> _TEXT SEGMENT_
• • •

Change always brings with it some form of loss in your life that you have to grieve and then let go. A wise woman described it to me as” Let go of what is in your hand clutched oh so tightly so that God can fill it with new things and new beginnings.”

For me, the greatest change I had to face was moving to another country at the age of 49. For two years before that God had been speaking to me about moving to South Africa and had given me the verses that were given to Abraham( leave your country and family and go to the land I am showing you ). Vincent, my husband, was Managing Director of the company he had worked for almost 24 years and even though things were really tough in Zimbabwe God had been looking after us. We had our family, friends, church and community there. I knew that God had to do something dramatic to get us to move and I wanted to be obedient. Vince was not one hundred percent sure that this was from God. Because of the shortages in Zimbabwe, I would travel with Vince when he came down on business every three months to buy groceries. Looking back I can see that it was God’s way of preparing us.

We came for a Lionel Ritchie concert in November 2008 and within five days of being here; God had confirmed His call to move here. We suddenly had an unbelievable job offer, a townhouse to rent (lovely testimony to that one!) and a college for our son. We moved in January 2009. I knew that we were not simply moving for economic or political reasons, but that God had a purpose in mind for us here.

It was exciting in the beginning, but we had left our newly married and pregnant daughter behind and loved family and friends. Moving when you are younger seems somehow much easier!! Living in a new home in a new country with a whole new culture and lifestyle was challenging to say the least. I remember having to drive on the highway for the first time. I clutched that steering wheel tightly chanting” I can do all things through Christ who gives me strength!” In Zimbabwe, the roads were very different!

From being in a church we loved, we had to find a church that we felt God was calling us to and we wanted to add value to that church. Churches in Zimbabwe are fairly small compared to South Africa. We felt a little lost initially. We started making friends but felt people had a history together and we were the new kids on the block! From being used by God at Harare Christian Counselling Centre as a teacher, counsellor and speaker, I was at home waiting for Gods direction. God led me to start a lady’s bible study. There were eight ladies in that bible group from different countries with a South African thrown in for good measure! God did amazing things amongst us.
I received a prophecy in 2009

“God is calling you to establish something in a country that is not your own. It is a small seed. It may be something small, but it is some big thing that is latent and dormant. It is a vision waiting to be birthed.”

That was confirmed through a dream and another prophecy. My life has not been the same since then!

• • •

> _GIVEN RECORDS_
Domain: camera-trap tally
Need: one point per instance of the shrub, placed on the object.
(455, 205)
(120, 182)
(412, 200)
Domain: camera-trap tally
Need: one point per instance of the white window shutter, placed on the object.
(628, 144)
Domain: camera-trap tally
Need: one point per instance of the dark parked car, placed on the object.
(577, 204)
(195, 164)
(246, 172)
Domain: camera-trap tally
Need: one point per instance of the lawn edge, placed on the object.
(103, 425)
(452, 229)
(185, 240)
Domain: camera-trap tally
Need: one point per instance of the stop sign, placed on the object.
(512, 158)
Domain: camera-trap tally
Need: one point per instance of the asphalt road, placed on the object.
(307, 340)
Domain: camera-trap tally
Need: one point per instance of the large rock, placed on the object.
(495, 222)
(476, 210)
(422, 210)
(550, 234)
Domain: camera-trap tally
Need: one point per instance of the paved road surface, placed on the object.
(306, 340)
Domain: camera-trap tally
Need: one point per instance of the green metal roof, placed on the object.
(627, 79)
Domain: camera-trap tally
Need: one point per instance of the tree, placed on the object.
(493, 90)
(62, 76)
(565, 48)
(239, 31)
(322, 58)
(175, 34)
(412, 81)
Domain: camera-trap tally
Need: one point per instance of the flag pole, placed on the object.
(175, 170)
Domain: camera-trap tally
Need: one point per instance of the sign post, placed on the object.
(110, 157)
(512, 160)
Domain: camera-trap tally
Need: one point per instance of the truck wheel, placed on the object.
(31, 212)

• • •

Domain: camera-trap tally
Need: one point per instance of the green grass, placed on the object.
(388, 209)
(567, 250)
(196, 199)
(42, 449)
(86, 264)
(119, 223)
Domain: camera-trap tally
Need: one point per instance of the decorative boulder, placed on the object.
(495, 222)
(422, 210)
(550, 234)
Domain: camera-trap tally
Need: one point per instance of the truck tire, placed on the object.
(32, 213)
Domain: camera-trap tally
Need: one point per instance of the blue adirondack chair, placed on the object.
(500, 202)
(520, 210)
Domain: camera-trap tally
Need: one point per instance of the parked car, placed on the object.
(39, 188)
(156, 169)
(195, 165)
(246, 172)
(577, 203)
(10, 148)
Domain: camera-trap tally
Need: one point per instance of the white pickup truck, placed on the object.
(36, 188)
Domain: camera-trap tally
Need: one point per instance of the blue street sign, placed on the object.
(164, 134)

• • •

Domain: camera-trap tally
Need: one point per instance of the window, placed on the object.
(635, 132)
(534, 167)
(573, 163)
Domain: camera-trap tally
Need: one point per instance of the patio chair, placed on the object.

• • •

> _PROBLEMS TO WORK ON_
[a] Gather every line of the entries that contains the string "road", matching case exactly.
[b] Carry on the account of moving from Zimbabwe to South Africa, starting right after its final sentence.
The entries that come after the text are unrelated to it.

> _EXPECTED ANSWERS_
[a]
Need: one point per instance of the asphalt road, placed on the object.
Need: one point per instance of the paved road surface, placed on the object.

[b]
The Sanctuary Soul Care Centre has now been established, and God has shown himself to be faithful. Please visit our website.

How did the change impact me? I had to go through a time of grieving losses. Grief does not only occur when someone dies but when you experience losses of any form. I couldn’t be the “hands-on nana” I had always dreamt about. I couldn’t be there for my parents as they grew old and sickly. God kept asking me “do you love your family more than me?” The biggest thing that God showed me was my loss of identity and what I was still relying on for it.

What did I do? I clung to God in a way I had never before. He was father, mother, friend and family to me. When I left the land of my birth, I had been a Christian for almost 21 years. I grew to love God in ways I never thought possible as He revealed more and more of Himself to me: who He really was and who I really am. I have learnt that we are foreigners and aliens on this earth looking forward to a better and eternal home and that as long as God is with me, I can make my home anywhere He calls me to. I have learnt that I am simply a beloved child of God loved by Him in a way no one else has or ever will. I have learnt that yes life can be hard, but, oh never dull or boring as I watch God work his wonders in my life and in others. After living here now for eight years, I have grown to love South Africa and its people. Foreigners are accused of wanting to take from the City of Gold, but God has given me a heart and desire to give to this country so that it may prosper. I yearn to see broken people come to Him and receive healing from Him.

My daughter and her family will be moving to South Africa soon to live, and God has granted me the desires of my heart as I have heeded His call on my life. As we surrender those things, places and people that we love the most to Him, oh He gives us so, so much more, exceedingly and abundantly!! To God be given all the glory!!!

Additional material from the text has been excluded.